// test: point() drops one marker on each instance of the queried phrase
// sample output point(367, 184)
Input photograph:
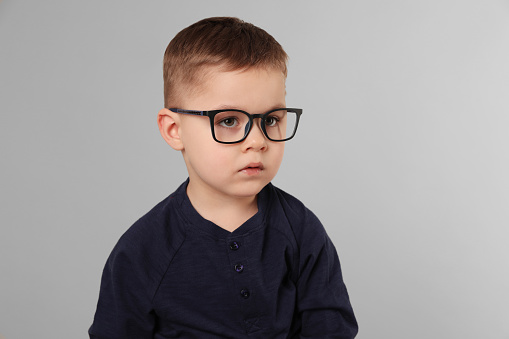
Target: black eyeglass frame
point(213, 113)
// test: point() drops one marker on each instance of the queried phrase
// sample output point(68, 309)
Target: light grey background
point(402, 151)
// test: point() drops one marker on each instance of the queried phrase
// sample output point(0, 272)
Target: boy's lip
point(253, 166)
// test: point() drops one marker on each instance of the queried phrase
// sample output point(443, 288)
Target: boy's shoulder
point(151, 235)
point(289, 214)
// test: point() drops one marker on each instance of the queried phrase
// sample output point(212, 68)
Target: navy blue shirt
point(174, 274)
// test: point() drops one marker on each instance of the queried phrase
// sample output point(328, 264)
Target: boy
point(227, 255)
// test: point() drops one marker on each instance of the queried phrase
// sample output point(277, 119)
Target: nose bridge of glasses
point(249, 125)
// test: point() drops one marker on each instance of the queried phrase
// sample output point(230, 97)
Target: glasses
point(230, 126)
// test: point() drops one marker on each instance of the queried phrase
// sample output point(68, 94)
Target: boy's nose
point(255, 140)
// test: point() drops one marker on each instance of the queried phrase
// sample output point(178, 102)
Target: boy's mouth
point(252, 169)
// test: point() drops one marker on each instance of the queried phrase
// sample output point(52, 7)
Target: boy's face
point(232, 170)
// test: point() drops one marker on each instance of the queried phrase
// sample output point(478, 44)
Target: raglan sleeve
point(323, 305)
point(124, 309)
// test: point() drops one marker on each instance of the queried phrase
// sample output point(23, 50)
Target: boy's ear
point(169, 126)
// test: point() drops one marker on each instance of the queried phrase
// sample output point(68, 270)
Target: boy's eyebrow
point(236, 107)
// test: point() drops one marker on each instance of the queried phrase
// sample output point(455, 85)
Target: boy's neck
point(225, 211)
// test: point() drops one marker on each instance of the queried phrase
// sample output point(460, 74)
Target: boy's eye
point(228, 122)
point(271, 121)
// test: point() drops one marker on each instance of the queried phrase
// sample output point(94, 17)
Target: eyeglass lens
point(231, 126)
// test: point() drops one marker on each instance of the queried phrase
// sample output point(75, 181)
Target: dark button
point(244, 293)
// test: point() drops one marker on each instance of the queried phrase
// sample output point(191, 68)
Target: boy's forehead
point(217, 82)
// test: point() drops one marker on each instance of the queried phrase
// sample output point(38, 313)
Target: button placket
point(237, 256)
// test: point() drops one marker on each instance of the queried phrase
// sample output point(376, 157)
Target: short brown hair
point(225, 42)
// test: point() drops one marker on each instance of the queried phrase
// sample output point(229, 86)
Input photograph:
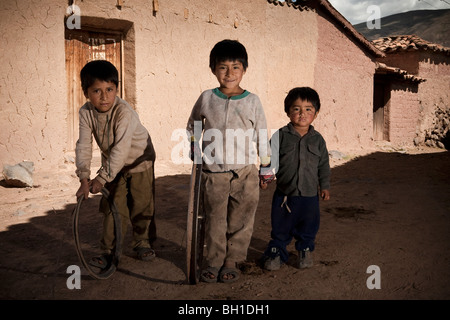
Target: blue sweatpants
point(293, 217)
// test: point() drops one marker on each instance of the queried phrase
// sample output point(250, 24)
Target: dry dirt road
point(389, 209)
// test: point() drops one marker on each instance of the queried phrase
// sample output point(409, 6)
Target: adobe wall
point(435, 92)
point(286, 47)
point(403, 113)
point(32, 82)
point(344, 79)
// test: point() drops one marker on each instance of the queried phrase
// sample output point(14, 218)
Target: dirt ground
point(389, 208)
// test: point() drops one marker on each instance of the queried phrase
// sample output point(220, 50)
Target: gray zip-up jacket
point(303, 164)
point(234, 130)
point(124, 142)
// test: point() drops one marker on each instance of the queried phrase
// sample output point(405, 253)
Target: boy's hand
point(195, 152)
point(84, 189)
point(95, 186)
point(263, 185)
point(266, 175)
point(325, 194)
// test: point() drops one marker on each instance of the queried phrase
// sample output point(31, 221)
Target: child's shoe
point(305, 259)
point(272, 262)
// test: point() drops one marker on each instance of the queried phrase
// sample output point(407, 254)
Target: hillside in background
point(430, 25)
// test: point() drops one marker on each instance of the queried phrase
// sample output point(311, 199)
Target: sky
point(356, 11)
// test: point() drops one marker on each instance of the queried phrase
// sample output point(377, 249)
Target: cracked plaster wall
point(171, 48)
point(32, 82)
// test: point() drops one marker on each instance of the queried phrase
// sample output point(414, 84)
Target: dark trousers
point(293, 217)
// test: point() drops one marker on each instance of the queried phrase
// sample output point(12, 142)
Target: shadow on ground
point(389, 209)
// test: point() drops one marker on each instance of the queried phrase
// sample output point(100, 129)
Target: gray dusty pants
point(134, 196)
point(230, 200)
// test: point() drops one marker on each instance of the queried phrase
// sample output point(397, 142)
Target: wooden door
point(81, 47)
point(381, 98)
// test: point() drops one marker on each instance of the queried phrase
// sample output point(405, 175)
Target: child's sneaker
point(305, 259)
point(273, 261)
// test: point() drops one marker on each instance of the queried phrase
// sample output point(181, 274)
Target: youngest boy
point(303, 172)
point(127, 155)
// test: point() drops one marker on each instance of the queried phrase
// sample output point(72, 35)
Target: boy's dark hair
point(98, 70)
point(303, 93)
point(228, 50)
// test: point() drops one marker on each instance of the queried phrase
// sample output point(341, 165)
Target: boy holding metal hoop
point(127, 156)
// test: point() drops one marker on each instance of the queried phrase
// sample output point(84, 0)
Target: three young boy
point(230, 177)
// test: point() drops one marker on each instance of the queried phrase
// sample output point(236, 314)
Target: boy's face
point(302, 113)
point(229, 74)
point(102, 95)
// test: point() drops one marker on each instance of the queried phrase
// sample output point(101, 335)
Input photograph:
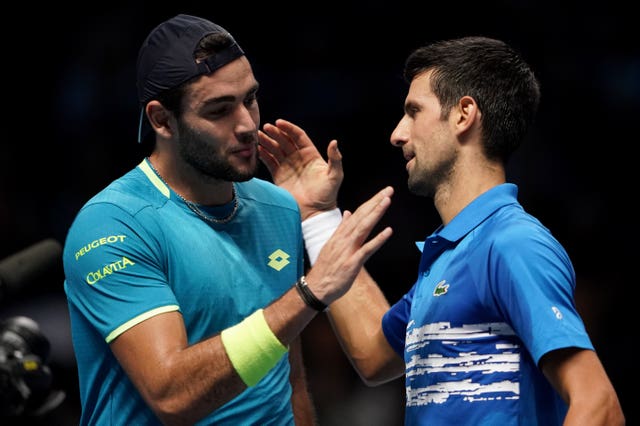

○ ○ ○ ○ ○ ○ ○

Write out all of the records above word for word, leaving out the pictures.

// test: point() drops one marker on each instance of the queried phrase
// sample output point(367, 184)
Input photograph:
Target: black eyeglass frame
point(213, 113)
// test: point() drops one marker on each instance of the queried phrase
// sample output point(68, 309)
Target: light grey background
point(402, 151)
// test: point() drops one marker on each instance of the queried phrase
// sample output point(0, 272)
Target: boy's lip
point(253, 166)
// test: point() drops one marker on each instance of the queried phrase
// sample output point(443, 288)
Target: boy's shoulder
point(151, 235)
point(289, 214)
// test: point() drops one marker on each instance of the queried phrase
// sample output point(212, 68)
Target: navy blue shirt
point(174, 274)
// test: point() drops one marker on each instance of the queried phrase
// sample output point(328, 264)
Target: boy
point(227, 255)
// test: point() drops one marker on each instance of the queried phrase
// sample output point(277, 119)
Target: nose bridge of glasses
point(249, 125)
// test: point() drops one marker on each instance of the queried phrase
// sample output point(230, 97)
Target: glasses
point(230, 126)
// test: point() drops one marker on each instance of the queried phrase
// sample output point(68, 94)
Target: boy's nose
point(255, 140)
// test: point() drops one marker on each instance of the queried phrase
// sample output point(178, 102)
Target: boy's mouth
point(252, 169)
// test: point() drops one marker on each instance of the queried phrase
// sample output point(52, 7)
Target: boy's face
point(232, 170)
// test: point() drops one marker on each instance of the queried phrase
// sample output point(478, 44)
Target: raglan sleeve
point(323, 305)
point(124, 309)
// test: point() drops one marker on each instance of the queried phrase
// sample output point(23, 50)
Target: boy's ear
point(169, 126)
// test: point() drops one marker on each instance of the queried phrase
// sample output point(68, 270)
Target: boy's eyebrow
point(236, 107)
// test: point() drops one marker on each instance of the queried phrase
// sample output point(455, 85)
Target: boy's neck
point(225, 211)
// test: point() drops one marker on each instance of the queried phrase
// sample output point(460, 74)
Target: boy's eye
point(228, 122)
point(271, 121)
// test: point() drops one marker on each instance of the queried phrase
// sample output point(94, 17)
Target: eyeglass lens
point(231, 126)
// test: point() drops one marker on each instance of the queried phrase
// sample output point(75, 181)
Target: dark button
point(244, 293)
// test: point() drops one marker on each instance of the queried phrase
// sample output point(191, 68)
Target: boy's forehead
point(217, 82)
// test: point() drops one marker on each instance of the queried phrase
// sample output point(38, 313)
Target: button placket
point(237, 256)
// test: point() drops one marker on each instance of the queried phrase
// sample output point(376, 157)
Target: short brown hair
point(225, 42)
// test: point() drops one marker on each instance of the queried phrase
// sample output point(229, 86)
Input photograph:
Target: blue sweatpants
point(293, 217)
// test: point() drops one marker on each instance of the queried phrase
// sample output point(250, 24)
Target: dry dirt road
point(389, 209)
// test: point() drops one marker on each instance of the queried phrase
// sample output point(409, 6)
Target: adobe wall
point(435, 92)
point(286, 47)
point(403, 113)
point(32, 82)
point(344, 79)
// test: point() drops one marker on each instance of the queried phrase
// sample output point(14, 218)
Target: dirt ground
point(389, 208)
// test: point() drops one marker on each instance of the queried phrase
// sample output point(220, 50)
Target: gray zip-up jacket
point(303, 164)
point(234, 130)
point(124, 142)
// test: point() drops one marker on each instance of the queried phrase
// sample output point(405, 253)
Target: boy's hand
point(195, 152)
point(84, 189)
point(95, 186)
point(263, 185)
point(266, 175)
point(325, 194)
// test: point() drops one marker on each instance of the queried phrase
// sample output point(31, 221)
Target: child's shoe
point(305, 259)
point(272, 262)
// test: point() drops one marker on each instance of the queried phrase
// sample output point(407, 254)
Target: hillside in background
point(430, 25)
// test: point() drops one marker on each instance of the queried phrase
// sample output point(311, 199)
Target: sky
point(356, 11)
// test: point() drops one marker on each instance of the queried phrase
// sample output point(377, 249)
Target: cracked plaster wall
point(171, 48)
point(32, 82)
// test: point() drops one marker on each instance of the queried phrase
// sample output point(414, 84)
Target: dark trousers
point(293, 217)
// test: point() drops one marker on each instance of the queried phrase
// sample output point(12, 142)
Target: shadow on ground
point(389, 209)
// test: point() drops one marker on each instance of the queried phrase
// sample output point(100, 129)
Target: gray dusty pants
point(134, 196)
point(230, 200)
// test: point() drops one marker on each instance of the queried phrase
// sample output point(397, 142)
Target: wooden door
point(81, 47)
point(381, 98)
// test: point() drops one marker on each instance of the queried phrase
// sample output point(405, 175)
Target: child's sneaker
point(305, 259)
point(273, 261)
// test: point() drops one marker on each instance of the queried phrase
// sample output point(181, 274)
Target: youngest boy
point(303, 172)
point(127, 155)
// test: point() drops one marker on each instance of the queried phrase
// sample output point(72, 35)
Target: boy's dark hair
point(98, 70)
point(303, 93)
point(228, 50)
// test: point() drops one marker on each instance of the queried phrase
// sample output point(341, 165)
Target: boy holding metal hoop
point(127, 156)
// test: point() drops one marker on each instance of the queried phrase
// sample output point(84, 0)
Target: three young boy
point(230, 177)
// test: point() drops one marker on each instance of the queried phrase
// sample output point(236, 314)
Target: boy's face
point(302, 113)
point(229, 74)
point(102, 95)
// test: point() drops one marker on each instance of the queried phrase
// sample output point(101, 335)
Input photograph:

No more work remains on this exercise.